§ WORK ITEM: Starting at the line that contains "boy's hand and report the pixel coordinates.", write out each line through the end of the data below, exactly as it stands. Skip any pictures.

Start of THE INPUT

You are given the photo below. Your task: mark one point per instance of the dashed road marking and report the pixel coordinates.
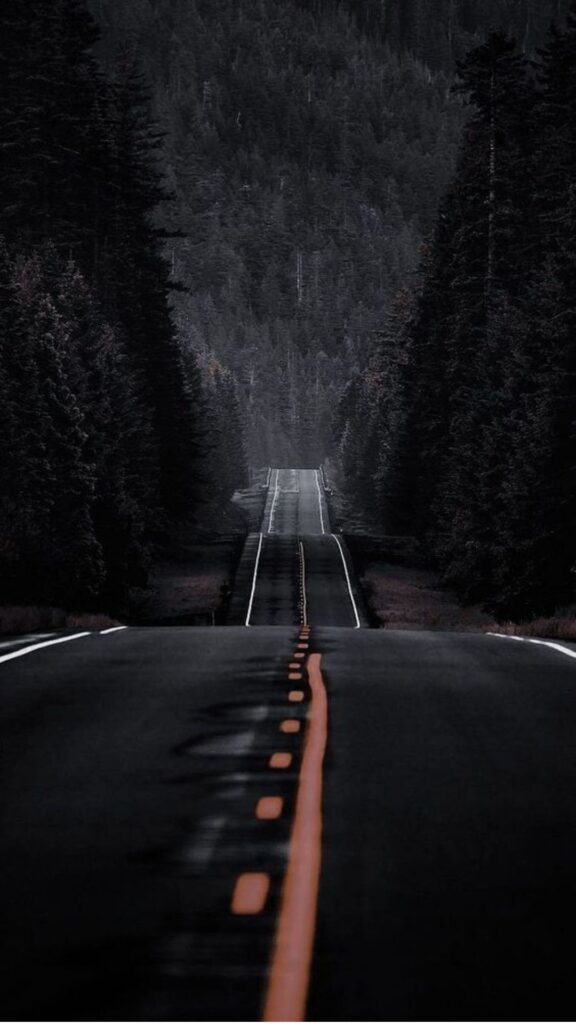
(290, 969)
(296, 696)
(250, 893)
(280, 760)
(269, 808)
(290, 725)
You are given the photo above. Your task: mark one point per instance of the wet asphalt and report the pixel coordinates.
(131, 765)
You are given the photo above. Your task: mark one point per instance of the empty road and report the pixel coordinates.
(298, 821)
(296, 570)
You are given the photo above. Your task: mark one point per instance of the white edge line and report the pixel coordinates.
(274, 501)
(254, 580)
(320, 502)
(304, 598)
(341, 550)
(539, 643)
(38, 646)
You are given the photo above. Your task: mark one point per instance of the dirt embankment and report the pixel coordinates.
(190, 584)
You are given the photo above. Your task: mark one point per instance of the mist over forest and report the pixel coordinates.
(307, 146)
(243, 233)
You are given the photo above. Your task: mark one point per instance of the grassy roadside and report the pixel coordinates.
(402, 592)
(190, 585)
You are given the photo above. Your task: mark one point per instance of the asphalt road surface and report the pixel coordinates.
(161, 815)
(296, 570)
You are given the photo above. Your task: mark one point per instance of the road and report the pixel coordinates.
(155, 786)
(296, 570)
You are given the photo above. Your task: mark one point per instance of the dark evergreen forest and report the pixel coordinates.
(264, 231)
(309, 142)
(103, 417)
(461, 431)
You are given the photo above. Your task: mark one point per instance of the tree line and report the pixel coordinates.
(462, 430)
(104, 421)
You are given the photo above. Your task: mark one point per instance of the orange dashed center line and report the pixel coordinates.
(280, 760)
(250, 893)
(292, 952)
(290, 725)
(269, 808)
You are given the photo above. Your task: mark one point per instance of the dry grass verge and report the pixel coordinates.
(14, 620)
(562, 627)
(405, 598)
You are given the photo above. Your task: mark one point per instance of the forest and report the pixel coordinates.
(461, 430)
(243, 232)
(309, 143)
(106, 425)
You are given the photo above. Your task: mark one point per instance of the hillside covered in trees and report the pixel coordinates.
(461, 431)
(309, 142)
(103, 417)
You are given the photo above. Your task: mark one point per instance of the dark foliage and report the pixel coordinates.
(99, 418)
(482, 462)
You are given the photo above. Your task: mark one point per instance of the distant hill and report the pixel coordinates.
(307, 144)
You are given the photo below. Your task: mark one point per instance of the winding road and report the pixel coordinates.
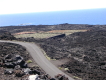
(40, 59)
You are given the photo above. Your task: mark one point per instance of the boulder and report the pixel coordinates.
(27, 71)
(19, 73)
(8, 71)
(9, 65)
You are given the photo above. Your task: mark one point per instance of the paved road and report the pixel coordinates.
(40, 59)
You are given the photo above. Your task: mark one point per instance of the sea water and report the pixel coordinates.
(87, 16)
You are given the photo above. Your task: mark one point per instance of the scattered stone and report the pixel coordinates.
(8, 71)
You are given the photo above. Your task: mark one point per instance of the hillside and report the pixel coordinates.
(83, 54)
(86, 52)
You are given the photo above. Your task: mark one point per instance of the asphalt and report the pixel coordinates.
(40, 59)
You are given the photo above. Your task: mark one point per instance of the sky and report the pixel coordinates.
(29, 6)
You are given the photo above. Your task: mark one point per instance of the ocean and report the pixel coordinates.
(86, 16)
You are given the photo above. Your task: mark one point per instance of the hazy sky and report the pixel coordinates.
(27, 6)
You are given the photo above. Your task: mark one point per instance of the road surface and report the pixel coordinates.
(40, 59)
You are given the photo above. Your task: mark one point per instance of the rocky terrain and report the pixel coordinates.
(16, 63)
(5, 35)
(86, 52)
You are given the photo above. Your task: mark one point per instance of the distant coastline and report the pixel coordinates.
(89, 16)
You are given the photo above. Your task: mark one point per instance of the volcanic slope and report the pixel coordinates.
(86, 52)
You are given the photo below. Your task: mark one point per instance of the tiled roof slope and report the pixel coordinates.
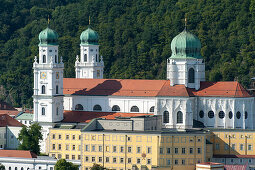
(6, 120)
(17, 154)
(86, 116)
(149, 88)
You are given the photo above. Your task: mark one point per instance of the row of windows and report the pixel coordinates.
(115, 108)
(115, 149)
(44, 89)
(67, 147)
(179, 150)
(166, 117)
(233, 146)
(115, 160)
(221, 114)
(67, 137)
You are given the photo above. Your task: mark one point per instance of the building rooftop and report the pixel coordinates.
(149, 88)
(86, 116)
(17, 154)
(6, 120)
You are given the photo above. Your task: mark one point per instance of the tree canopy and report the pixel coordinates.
(135, 38)
(62, 164)
(30, 137)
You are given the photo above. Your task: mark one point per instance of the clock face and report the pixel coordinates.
(57, 75)
(43, 75)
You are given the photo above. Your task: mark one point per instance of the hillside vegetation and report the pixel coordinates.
(135, 37)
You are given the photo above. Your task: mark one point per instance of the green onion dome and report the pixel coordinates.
(186, 45)
(48, 37)
(89, 37)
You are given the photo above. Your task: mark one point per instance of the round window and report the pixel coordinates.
(221, 114)
(201, 114)
(230, 115)
(210, 114)
(238, 115)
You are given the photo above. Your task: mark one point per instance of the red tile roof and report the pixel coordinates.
(6, 120)
(10, 112)
(17, 154)
(149, 88)
(86, 116)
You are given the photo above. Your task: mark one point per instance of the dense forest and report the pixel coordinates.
(135, 37)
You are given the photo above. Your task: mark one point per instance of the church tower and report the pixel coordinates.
(89, 65)
(186, 66)
(48, 80)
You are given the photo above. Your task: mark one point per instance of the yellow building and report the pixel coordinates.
(233, 142)
(65, 142)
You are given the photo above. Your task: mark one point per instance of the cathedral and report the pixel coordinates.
(184, 99)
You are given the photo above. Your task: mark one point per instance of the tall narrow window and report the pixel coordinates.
(166, 117)
(43, 89)
(56, 89)
(43, 110)
(179, 117)
(191, 75)
(44, 58)
(85, 58)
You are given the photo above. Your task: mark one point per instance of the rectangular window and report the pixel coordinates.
(129, 149)
(183, 151)
(198, 150)
(241, 147)
(176, 150)
(114, 149)
(190, 150)
(138, 149)
(149, 150)
(114, 160)
(168, 150)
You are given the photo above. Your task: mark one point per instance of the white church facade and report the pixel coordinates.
(184, 98)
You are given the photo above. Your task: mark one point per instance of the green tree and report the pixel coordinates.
(30, 137)
(62, 164)
(2, 167)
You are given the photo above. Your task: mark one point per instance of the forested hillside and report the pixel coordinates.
(135, 37)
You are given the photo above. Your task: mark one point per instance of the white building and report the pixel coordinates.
(182, 99)
(24, 160)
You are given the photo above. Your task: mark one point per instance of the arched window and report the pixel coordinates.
(43, 89)
(238, 115)
(44, 58)
(115, 108)
(152, 109)
(179, 117)
(230, 115)
(78, 107)
(191, 75)
(211, 114)
(201, 114)
(134, 109)
(43, 110)
(166, 117)
(221, 114)
(97, 108)
(85, 58)
(56, 89)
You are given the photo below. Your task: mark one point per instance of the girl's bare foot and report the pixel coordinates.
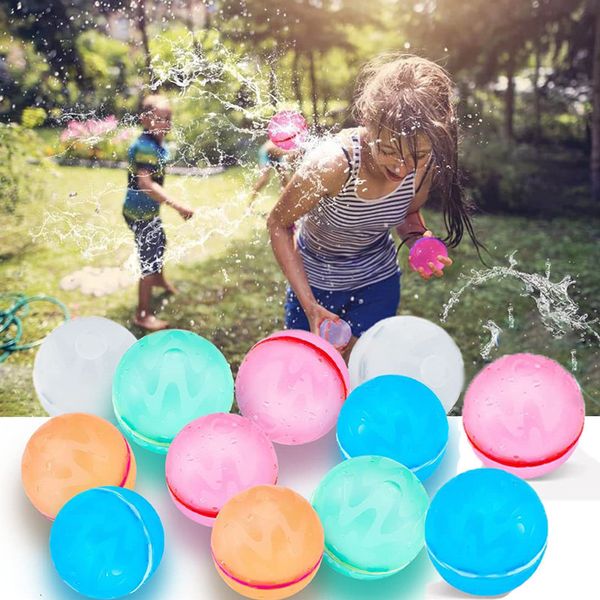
(150, 323)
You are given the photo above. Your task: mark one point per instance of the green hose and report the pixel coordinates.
(12, 319)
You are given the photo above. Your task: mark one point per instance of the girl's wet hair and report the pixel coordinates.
(412, 96)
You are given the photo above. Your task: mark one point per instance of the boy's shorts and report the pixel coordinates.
(151, 241)
(361, 308)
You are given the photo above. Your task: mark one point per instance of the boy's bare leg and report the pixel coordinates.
(163, 283)
(143, 316)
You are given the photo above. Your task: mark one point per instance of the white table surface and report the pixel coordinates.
(570, 568)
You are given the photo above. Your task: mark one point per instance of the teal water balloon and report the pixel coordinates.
(166, 380)
(486, 532)
(373, 513)
(398, 417)
(106, 542)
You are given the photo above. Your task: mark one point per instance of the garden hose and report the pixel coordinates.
(12, 319)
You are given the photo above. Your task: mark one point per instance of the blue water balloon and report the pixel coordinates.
(398, 417)
(106, 542)
(486, 532)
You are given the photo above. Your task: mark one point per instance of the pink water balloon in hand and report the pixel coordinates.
(424, 251)
(524, 413)
(287, 129)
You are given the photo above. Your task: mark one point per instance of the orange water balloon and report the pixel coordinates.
(267, 543)
(72, 453)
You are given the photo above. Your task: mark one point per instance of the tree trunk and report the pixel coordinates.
(595, 154)
(141, 22)
(537, 96)
(510, 98)
(273, 95)
(296, 82)
(313, 88)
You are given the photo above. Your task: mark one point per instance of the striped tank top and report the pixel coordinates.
(345, 241)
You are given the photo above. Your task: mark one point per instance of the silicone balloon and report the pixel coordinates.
(106, 542)
(524, 413)
(72, 453)
(208, 463)
(373, 513)
(74, 366)
(424, 251)
(414, 347)
(292, 385)
(166, 380)
(337, 333)
(287, 129)
(267, 543)
(398, 417)
(486, 532)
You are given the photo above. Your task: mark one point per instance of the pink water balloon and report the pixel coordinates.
(212, 459)
(337, 333)
(524, 413)
(292, 385)
(287, 129)
(424, 251)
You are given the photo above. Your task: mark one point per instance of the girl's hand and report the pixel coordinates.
(316, 314)
(186, 213)
(445, 260)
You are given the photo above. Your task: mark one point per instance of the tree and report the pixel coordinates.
(308, 29)
(595, 156)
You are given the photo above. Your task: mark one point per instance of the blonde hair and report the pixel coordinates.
(411, 96)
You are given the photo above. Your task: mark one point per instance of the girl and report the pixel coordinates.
(376, 178)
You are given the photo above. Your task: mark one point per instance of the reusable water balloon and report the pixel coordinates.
(337, 333)
(373, 513)
(424, 251)
(267, 543)
(287, 129)
(524, 413)
(106, 542)
(411, 346)
(166, 380)
(292, 385)
(72, 453)
(74, 367)
(486, 532)
(398, 417)
(214, 458)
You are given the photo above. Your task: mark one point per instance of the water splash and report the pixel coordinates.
(558, 312)
(494, 341)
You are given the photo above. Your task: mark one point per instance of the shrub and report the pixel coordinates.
(19, 182)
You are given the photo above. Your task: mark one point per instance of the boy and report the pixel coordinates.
(148, 157)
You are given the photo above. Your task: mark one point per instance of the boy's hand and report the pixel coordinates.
(186, 213)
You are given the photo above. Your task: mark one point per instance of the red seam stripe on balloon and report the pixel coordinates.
(128, 465)
(272, 586)
(203, 512)
(317, 349)
(520, 463)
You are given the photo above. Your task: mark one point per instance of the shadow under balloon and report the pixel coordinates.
(441, 590)
(408, 584)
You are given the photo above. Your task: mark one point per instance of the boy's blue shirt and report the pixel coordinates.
(145, 153)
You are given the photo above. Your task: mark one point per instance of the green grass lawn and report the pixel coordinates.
(231, 290)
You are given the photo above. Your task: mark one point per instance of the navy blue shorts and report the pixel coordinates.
(361, 308)
(151, 241)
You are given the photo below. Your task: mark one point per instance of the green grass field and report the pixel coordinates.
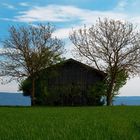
(70, 123)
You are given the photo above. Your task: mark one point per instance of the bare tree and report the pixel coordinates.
(111, 46)
(28, 50)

End of THE INPUT

§ YOUR RESPONSE:
You are given the photo above. Your task: mark one point per instance of the boy's hand and report the pixel coordinates.
(186, 213)
You are given the photo above. Your task: mark one point per instance of the red seam stripe on balloon and report the pixel coordinates.
(128, 465)
(272, 586)
(203, 512)
(317, 349)
(520, 463)
You are given the photo above. Your task: mark one point per instance of the shadow under balloon and report the pixel coordinates.
(441, 590)
(408, 584)
You are given the photo above. Your task: mark one point per instance of the boy's blue shirt and report the pixel coordinates.
(145, 153)
You are given the photo above. Your task: mark one point per instance of the green grass lawn and report the pixel coordinates.
(231, 290)
You are given the photo above. Your task: mark one point per instance of the navy blue shorts and report the pixel coordinates.
(361, 308)
(151, 241)
You are given the photo below. Your task: mark one point per instance of the green grass field and report the pixel coordinates.
(70, 123)
You are given the photo above. Your task: mark one point per instance of the bare tree and report the pixel coordinates.
(111, 46)
(28, 50)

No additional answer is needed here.